Source information:
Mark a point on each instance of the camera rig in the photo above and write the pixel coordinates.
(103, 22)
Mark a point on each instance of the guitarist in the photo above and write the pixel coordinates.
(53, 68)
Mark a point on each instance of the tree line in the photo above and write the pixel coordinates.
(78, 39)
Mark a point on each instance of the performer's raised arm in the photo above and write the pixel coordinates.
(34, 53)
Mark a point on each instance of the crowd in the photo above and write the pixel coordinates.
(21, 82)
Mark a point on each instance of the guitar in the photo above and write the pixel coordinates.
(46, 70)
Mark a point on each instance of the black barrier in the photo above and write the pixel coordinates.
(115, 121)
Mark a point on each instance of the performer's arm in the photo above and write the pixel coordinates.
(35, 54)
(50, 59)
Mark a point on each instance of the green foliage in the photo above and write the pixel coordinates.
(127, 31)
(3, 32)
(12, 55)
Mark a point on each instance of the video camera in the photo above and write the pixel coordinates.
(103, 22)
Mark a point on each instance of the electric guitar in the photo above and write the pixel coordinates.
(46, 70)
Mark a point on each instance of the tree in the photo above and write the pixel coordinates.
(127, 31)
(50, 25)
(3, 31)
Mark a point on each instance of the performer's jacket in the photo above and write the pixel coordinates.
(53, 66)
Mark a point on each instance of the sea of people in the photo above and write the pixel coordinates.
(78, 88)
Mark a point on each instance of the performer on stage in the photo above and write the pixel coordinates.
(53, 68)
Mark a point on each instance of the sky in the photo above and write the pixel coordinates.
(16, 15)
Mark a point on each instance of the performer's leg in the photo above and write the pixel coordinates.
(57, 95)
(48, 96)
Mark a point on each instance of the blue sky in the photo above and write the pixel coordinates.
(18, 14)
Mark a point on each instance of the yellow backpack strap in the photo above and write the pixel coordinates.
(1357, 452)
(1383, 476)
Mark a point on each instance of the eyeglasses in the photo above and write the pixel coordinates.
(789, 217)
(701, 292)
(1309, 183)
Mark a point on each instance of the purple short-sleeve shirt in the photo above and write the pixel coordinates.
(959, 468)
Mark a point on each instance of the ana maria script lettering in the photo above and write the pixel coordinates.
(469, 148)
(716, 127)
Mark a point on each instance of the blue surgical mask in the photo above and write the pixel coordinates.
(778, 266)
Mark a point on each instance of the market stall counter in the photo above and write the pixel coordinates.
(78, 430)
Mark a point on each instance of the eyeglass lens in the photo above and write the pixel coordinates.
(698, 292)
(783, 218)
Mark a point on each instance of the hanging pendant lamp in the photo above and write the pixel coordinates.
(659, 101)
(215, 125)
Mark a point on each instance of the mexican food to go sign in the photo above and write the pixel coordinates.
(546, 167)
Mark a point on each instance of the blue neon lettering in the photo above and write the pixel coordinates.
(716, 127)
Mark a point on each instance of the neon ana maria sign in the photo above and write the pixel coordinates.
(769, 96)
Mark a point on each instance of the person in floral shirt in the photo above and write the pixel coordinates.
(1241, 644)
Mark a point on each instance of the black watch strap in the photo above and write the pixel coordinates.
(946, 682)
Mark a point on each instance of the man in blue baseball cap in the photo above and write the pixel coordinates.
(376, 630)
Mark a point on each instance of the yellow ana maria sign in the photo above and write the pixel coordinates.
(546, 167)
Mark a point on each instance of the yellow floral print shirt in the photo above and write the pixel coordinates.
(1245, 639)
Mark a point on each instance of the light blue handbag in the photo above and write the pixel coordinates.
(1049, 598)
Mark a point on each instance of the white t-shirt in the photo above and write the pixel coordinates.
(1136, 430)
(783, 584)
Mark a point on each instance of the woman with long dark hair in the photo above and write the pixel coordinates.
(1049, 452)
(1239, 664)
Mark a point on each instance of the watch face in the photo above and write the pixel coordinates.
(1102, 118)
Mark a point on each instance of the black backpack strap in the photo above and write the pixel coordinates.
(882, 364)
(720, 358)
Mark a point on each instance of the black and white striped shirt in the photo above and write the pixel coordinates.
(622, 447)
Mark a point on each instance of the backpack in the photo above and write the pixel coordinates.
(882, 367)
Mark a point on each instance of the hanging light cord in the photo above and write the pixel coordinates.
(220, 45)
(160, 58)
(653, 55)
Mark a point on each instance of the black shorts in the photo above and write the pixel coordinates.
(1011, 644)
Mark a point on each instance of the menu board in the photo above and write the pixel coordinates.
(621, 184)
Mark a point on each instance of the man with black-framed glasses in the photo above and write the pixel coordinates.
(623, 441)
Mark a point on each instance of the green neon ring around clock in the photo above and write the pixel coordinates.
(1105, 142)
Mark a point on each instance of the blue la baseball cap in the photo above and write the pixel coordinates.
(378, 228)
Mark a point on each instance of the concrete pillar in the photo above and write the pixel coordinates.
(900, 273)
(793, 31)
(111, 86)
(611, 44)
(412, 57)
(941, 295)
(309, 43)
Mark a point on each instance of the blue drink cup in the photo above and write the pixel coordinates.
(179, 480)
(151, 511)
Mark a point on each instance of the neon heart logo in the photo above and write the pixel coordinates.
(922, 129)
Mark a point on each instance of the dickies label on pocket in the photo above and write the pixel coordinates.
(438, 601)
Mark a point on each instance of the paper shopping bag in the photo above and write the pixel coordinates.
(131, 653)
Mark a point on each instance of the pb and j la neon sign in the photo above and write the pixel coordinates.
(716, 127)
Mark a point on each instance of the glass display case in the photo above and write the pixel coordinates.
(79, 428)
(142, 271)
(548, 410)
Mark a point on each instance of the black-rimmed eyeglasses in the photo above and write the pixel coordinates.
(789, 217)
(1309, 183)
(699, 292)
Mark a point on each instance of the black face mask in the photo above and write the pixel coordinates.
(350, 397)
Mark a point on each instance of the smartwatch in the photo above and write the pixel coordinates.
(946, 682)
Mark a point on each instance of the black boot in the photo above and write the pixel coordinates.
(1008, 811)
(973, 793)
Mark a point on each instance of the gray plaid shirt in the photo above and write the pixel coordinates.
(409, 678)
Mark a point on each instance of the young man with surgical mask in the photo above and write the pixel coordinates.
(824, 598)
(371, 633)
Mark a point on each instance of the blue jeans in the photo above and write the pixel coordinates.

Task:
An exact reproduction of all the records is needed.

Solution to this exercise:
Mark a point on each instance of the camera rig in the photo above and write the pixel coordinates.
(103, 22)
Mark a point on each instance of the guitarist in the photo above and write the pixel coordinates.
(53, 68)
Mark a point on each instance of the tree line in the photo above and write the pixel coordinates.
(78, 39)
Mark a point on each instance of the performer's raised arm in the photo above and write the pixel coordinates.
(34, 53)
Mark a point on each instance of the crowd in the photo above and write the pixel coordinates.
(21, 82)
Mark a point on each instance of the guitar in the photo above and write the pixel coordinates.
(46, 70)
Mark a point on each instance of the black barrier in the photo above and write the pixel coordinates.
(115, 121)
Mark a point on each instance of the performer's arm in the photo above and write the pixel coordinates.
(35, 54)
(50, 59)
Mark a point on each instance of the green foliage in the photo above and write the pixel coordinates.
(127, 31)
(3, 32)
(12, 55)
Mark a point on each instance of the video camera in the photo above and write the pixel coordinates.
(103, 22)
Mark a point on each instance of the electric guitar in the photo above and write the pixel coordinates.
(46, 70)
Mark a point on each instance of the tree in the photo above and write the pixel coordinates.
(127, 31)
(50, 25)
(3, 31)
Mark a point on each instance of the performer's jacket in the photo above and write the pixel coordinates.
(53, 66)
Mark a point on each instance of the sea of people in the photo above and write the pixel coordinates.
(78, 88)
Mark a point on each instance of the performer on stage in the photo above and write the pixel coordinates.
(53, 68)
Mark a point on each instance of the sky in the photo above and write the pixel coordinates.
(16, 15)
Mark a point on each instance of the performer's leg in the photo above and write the pixel coordinates.
(57, 95)
(48, 96)
Mark a point on each instance of the blue sky in the photo above and write the pixel coordinates.
(18, 14)
Mark a point on each instance of the yellow backpack strap in the photo above and write the pixel coordinates.
(1357, 452)
(1383, 476)
Mark a point on each instance of the eyeglasses in the photo above and write the pixel coordinates.
(789, 217)
(701, 292)
(1309, 183)
Mark a point on each instance of the purple short-sleeve shirt in the photo above and write the pixel coordinates.
(959, 468)
Mark a point on each instance of the ana maria script lettering in the photo above and write the pixel coordinates.
(469, 148)
(716, 127)
Mark a point on each instance of the blue surgical mask in the photo above and write the pixel coordinates.
(778, 266)
Mark a point on each instance of the market stall counter in the photo above and write the pixel coordinates.
(78, 430)
Mark a point on each instance of the eyeglass lens in the photo above and write the pixel coordinates.
(698, 292)
(783, 218)
Mark a point on each instance of the hanging pendant lamp in the photo above and write the pixel coordinates.
(659, 101)
(215, 125)
Mark a point on each instance of the mexican food to go sign in the photo above and write the pixel coordinates.
(546, 167)
Mark a point on each instance of the blue neon lettering in the photo above and write the pixel coordinates.
(716, 127)
Mark a point on each instance of the neon ana maria sign in the photo above and write the pixel coordinates.
(769, 96)
Mark a point on each instance of the person in floral shirt in the photo above and write the pixel coordinates.
(1241, 644)
Mark a point on each instance of the black watch strap in the photo above and write the pixel coordinates.
(946, 682)
Mark a point on each instance of the man in blue baseball cap in the photo above and write the pixel coordinates.
(376, 630)
Mark a point on each instance of the yellow ana maria sign in the photo above and write the pixel coordinates.
(546, 167)
Mark a point on each instance of the yellow floral print shirt in the photo above and write the pixel coordinates.
(1245, 639)
Mark a point on each instance of the light blue handbag in the photo above and write the pixel coordinates.
(1049, 598)
Mark a point on each instance of the white t-shirt in the photo above and write the pixel coordinates.
(1136, 430)
(783, 584)
Mark a point on each instance of the woman with long dark hair in the photo above and write the pixel coordinates.
(1049, 452)
(1239, 664)
Mark a point on each instance of the watch face in the photo above and write the pixel coordinates.
(1102, 118)
Mark a point on each instance of the black backpack strap in the photo above and write the pixel coordinates.
(882, 364)
(720, 358)
Mark a point on each instance of the black and white striped shirt in the photo above and write the pixel coordinates.
(622, 447)
Mark a point on each instance of the backpack in the photo above and write the pixel coordinates.
(882, 367)
Mark a point on each instance of the hanging light cord in the photo above and write the pixel coordinates.
(220, 45)
(160, 58)
(653, 55)
Mark a point on each instance of the black shorts in the photo above and write the pixel coordinates.
(1011, 644)
Mark a point on each instance of the menu board in the photo above and write the pixel coordinates.
(621, 184)
Mark a point on each instance of the man with black-framed glasses in the photo above and write the pixel coordinates.
(623, 441)
Mark a point on each instance of the green neon ring around clock in the photo above and write the pixel coordinates.
(1105, 142)
Mark a point on each instance of the blue la baseball cap in the photo above and write the pixel coordinates.
(378, 228)
Mark a point on each instance of the concrete pillar in the photo above and write the pixel coordinates.
(900, 273)
(793, 31)
(111, 86)
(611, 44)
(412, 57)
(941, 295)
(309, 43)
Mark a point on each instance of the blue drink cup in the photo above and write the pixel coordinates.
(179, 480)
(151, 511)
Mark a point on each instance of the neon heart logo in the photo above and write the pixel coordinates.
(922, 129)
Mark a point on each instance of the dickies label on pocket in the photo above and write the pixel coordinates.
(438, 601)
Mark a point on each instance of the paper shopping bag in the photo above and write the pixel coordinates.
(131, 653)
Mark a point on each instance of the pb and j la neon sign in the photo above and write the pixel coordinates.
(716, 127)
Mark a point on each instance of the glass display case in the photo above and write the pixel coordinates.
(79, 428)
(142, 271)
(548, 410)
Mark a point on each instance of the black-rimmed eyeglasses in the photo above and write the pixel coordinates.
(789, 217)
(1309, 183)
(699, 292)
Mark a point on each instance of the black face mask in the photo above and write the pixel coordinates.
(350, 397)
Mark a point on each instance of the smartwatch in the photo above and write the pixel coordinates.
(946, 682)
Mark a point on each instance of the black boot in the photo above and write the pixel coordinates.
(1008, 811)
(973, 793)
Mark a point on each instance of the gray plaid shirt in the photo above and write the pixel coordinates.
(409, 678)
Mark a point on each instance of the young man with surgical mask in the photo above and write the pixel coordinates.
(824, 598)
(371, 633)
Mark a point on each instance of the blue jeans in the photo above and write the pixel coordinates.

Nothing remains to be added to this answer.